## [WHAT IS REQUIRED]
Starting at the line that holds "Detect flower headband." and stopping at the line that holds "Detect arched window.", restate the records below word for word, with both of those lines included.

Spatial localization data
········

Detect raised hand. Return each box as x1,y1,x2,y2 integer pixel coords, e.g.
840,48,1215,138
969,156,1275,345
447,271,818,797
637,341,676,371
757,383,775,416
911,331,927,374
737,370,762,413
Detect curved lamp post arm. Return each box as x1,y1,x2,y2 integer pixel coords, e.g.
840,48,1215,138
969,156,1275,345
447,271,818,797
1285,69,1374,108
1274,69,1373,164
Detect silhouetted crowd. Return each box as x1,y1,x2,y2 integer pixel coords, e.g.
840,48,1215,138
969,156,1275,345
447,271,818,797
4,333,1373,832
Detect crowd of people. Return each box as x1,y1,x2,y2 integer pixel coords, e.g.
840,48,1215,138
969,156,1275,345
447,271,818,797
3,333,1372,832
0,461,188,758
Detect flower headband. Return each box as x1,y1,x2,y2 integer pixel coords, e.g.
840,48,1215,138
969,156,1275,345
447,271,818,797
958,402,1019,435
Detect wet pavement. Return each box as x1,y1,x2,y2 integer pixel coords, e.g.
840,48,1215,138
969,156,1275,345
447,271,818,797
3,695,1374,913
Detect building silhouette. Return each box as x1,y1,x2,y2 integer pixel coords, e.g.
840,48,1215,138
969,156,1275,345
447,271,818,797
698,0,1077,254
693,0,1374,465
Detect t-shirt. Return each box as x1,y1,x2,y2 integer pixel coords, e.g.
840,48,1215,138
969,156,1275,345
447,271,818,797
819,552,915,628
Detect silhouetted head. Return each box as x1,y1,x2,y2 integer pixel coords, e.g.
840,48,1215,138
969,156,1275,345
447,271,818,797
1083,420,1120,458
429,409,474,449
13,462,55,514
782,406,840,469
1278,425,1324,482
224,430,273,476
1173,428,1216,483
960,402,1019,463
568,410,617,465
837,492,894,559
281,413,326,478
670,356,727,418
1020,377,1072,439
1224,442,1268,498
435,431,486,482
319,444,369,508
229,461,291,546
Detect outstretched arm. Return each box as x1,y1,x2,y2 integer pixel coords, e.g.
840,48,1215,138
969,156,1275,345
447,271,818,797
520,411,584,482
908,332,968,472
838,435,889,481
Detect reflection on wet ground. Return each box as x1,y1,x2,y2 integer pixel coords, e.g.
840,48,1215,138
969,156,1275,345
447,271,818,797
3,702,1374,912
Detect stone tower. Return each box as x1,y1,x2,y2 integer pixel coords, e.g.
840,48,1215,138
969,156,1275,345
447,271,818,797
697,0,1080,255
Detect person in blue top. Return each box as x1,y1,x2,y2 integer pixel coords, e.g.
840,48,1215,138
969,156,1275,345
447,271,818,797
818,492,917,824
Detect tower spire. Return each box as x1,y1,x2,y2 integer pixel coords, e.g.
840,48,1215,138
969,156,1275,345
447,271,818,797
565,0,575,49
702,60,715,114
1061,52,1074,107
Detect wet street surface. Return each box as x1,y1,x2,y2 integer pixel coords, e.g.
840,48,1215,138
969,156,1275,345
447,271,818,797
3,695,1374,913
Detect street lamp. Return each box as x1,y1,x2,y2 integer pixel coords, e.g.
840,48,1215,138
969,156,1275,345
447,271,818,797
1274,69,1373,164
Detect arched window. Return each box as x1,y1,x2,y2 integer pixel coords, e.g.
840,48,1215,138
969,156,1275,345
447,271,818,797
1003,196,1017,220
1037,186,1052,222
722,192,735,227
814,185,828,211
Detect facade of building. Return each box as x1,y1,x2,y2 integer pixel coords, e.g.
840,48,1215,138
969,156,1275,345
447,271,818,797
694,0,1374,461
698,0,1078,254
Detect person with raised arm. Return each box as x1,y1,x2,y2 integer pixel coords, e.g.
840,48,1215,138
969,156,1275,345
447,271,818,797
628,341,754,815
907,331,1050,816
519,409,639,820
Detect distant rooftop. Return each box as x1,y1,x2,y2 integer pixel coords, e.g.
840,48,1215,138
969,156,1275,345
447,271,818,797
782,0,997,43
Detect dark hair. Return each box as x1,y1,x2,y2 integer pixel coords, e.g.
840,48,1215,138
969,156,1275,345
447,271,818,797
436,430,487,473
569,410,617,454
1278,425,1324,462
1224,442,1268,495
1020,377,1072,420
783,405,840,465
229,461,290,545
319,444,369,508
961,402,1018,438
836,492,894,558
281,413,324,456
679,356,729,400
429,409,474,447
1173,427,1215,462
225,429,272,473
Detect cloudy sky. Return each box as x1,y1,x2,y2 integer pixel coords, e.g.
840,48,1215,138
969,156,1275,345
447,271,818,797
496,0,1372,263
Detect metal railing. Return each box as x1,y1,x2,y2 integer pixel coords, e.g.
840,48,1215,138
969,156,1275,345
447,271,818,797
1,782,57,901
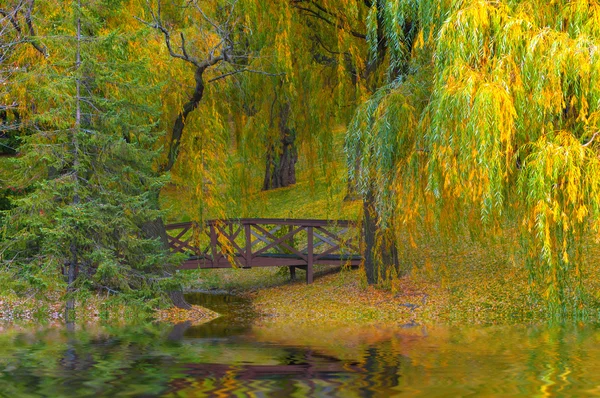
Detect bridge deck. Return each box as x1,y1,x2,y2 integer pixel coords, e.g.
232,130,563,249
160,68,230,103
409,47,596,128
166,219,362,283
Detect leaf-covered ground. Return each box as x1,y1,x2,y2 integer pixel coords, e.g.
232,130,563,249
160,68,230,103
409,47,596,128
188,230,600,327
246,270,419,325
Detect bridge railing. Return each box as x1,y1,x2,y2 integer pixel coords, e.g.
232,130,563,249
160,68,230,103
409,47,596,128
165,219,362,283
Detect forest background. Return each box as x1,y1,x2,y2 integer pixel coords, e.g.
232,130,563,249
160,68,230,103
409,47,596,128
3,0,600,323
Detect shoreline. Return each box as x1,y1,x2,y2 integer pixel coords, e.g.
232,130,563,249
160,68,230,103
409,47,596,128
3,250,600,329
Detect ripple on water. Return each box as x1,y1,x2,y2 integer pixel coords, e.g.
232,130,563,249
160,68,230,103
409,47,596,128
1,299,600,397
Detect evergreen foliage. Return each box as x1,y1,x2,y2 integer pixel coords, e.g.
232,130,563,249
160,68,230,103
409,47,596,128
1,0,171,305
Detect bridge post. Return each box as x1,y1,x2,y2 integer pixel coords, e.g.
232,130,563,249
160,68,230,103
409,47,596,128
210,223,218,268
306,226,313,284
245,223,252,267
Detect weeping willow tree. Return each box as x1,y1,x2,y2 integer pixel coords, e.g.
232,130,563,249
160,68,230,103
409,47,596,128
231,0,366,193
346,0,600,316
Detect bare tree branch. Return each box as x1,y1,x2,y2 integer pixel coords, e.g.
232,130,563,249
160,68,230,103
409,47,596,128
583,131,599,147
0,0,47,57
23,0,47,56
208,68,284,83
135,4,201,68
290,0,367,39
192,1,221,33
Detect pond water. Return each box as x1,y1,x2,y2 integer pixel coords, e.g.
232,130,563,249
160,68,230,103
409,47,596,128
1,293,600,397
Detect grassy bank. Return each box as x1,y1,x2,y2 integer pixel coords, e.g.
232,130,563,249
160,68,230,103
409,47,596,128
0,279,219,327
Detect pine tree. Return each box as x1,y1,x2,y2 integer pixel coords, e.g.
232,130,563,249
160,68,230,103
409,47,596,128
1,0,171,316
1,1,49,235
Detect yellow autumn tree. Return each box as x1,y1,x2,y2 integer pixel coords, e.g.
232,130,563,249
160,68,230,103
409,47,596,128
137,0,371,221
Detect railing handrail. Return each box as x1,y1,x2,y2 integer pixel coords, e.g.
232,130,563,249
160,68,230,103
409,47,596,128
165,218,362,283
166,218,358,229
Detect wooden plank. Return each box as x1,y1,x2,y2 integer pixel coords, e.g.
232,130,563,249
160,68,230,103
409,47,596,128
172,226,191,242
313,236,359,260
312,231,339,249
250,228,282,250
178,255,362,270
316,226,359,253
165,221,194,230
237,218,356,227
314,243,343,260
226,225,242,242
193,218,357,228
299,227,352,253
167,225,195,253
250,225,282,248
168,237,199,254
180,256,312,269
215,224,245,256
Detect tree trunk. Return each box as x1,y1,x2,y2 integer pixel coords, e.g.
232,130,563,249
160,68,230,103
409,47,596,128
153,64,216,309
162,66,209,173
65,0,82,325
263,102,298,190
344,179,360,201
363,191,378,285
65,241,77,324
167,291,192,310
362,189,399,284
381,228,400,277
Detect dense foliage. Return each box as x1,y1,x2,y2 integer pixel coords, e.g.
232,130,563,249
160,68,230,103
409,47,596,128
2,0,600,319
346,0,600,316
1,1,170,308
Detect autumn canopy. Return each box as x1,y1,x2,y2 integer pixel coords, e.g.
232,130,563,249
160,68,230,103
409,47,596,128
2,0,600,317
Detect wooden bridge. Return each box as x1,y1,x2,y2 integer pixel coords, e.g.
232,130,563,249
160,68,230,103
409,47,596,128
166,219,362,283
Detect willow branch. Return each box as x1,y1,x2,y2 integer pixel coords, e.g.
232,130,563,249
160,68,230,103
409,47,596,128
583,131,599,147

········

## [ANSWER SECTION]
Detect flower headband. Return each box as x1,y1,x2,y2 integer pixel coords, e.g.
840,48,1215,138
969,156,1275,345
447,271,818,797
958,402,1019,435
Detect wet pavement. Return each box as x1,y1,x2,y2 integer pixel coords, e.g.
840,48,1215,138
969,156,1275,345
447,271,818,797
3,695,1374,913
Detect building silhouette. Return each box as x1,y1,x2,y2 integer pixel coords, e.g.
840,48,1215,138
969,156,1275,345
447,271,818,797
698,0,1077,254
693,0,1374,465
Detect t-shirt. Return each box as x1,y1,x2,y2 integer pixel coords, e.g.
840,48,1215,138
969,156,1275,345
447,271,818,797
819,552,915,628
Detect silhouetted head. Return each box as x1,y1,x2,y2 integer pixel coords, e.g.
840,48,1215,138
969,156,1275,345
447,271,818,797
1083,420,1120,458
429,409,474,449
13,462,55,514
782,406,840,469
1278,425,1324,482
224,430,273,476
1173,428,1216,483
960,402,1019,463
568,410,617,465
837,492,894,559
281,413,326,478
670,356,727,418
1020,377,1072,439
1224,442,1268,498
435,431,486,482
319,444,369,508
229,461,291,546
Detect outstretched arm. Return each box as x1,y1,x2,y2 integer pixel coords, e.g.
840,48,1215,138
969,156,1275,345
447,271,818,797
520,411,584,482
908,332,968,472
838,435,889,481
Detect reflection on wet ground. Return each box as x1,y1,x2,y2 integer pixel coords, e.g.
840,48,1215,138
969,156,1275,345
447,271,818,797
3,702,1374,912
Detect stone tower. Return each box as x1,y1,x2,y2 integer pixel coords, e.g.
840,48,1215,138
969,156,1275,345
447,271,818,797
697,0,1080,255
Detect person in blue top. Return each box as x1,y1,x2,y2 integer pixel coords, e.g.
840,48,1215,138
969,156,1275,345
447,271,818,797
818,492,917,824
Detect tower spire. Return each box as x1,y1,x2,y2 integer pixel coords, e.g.
840,48,1215,138
969,156,1275,345
447,271,818,797
565,0,575,49
702,60,715,114
1061,52,1074,107
Detect wet street surface. Return each box as x1,y1,x2,y2 integer pixel coords, e.g.
840,48,1215,138
969,156,1275,345
447,271,818,797
3,695,1374,913
Detect street lamp. Return each box as x1,y1,x2,y2 integer pixel coords, e.g.
840,48,1215,138
969,156,1275,345
447,271,818,797
1274,69,1373,164
Detect arched window. Return each box as x1,y1,x2,y2 integer pixel coords, e.g.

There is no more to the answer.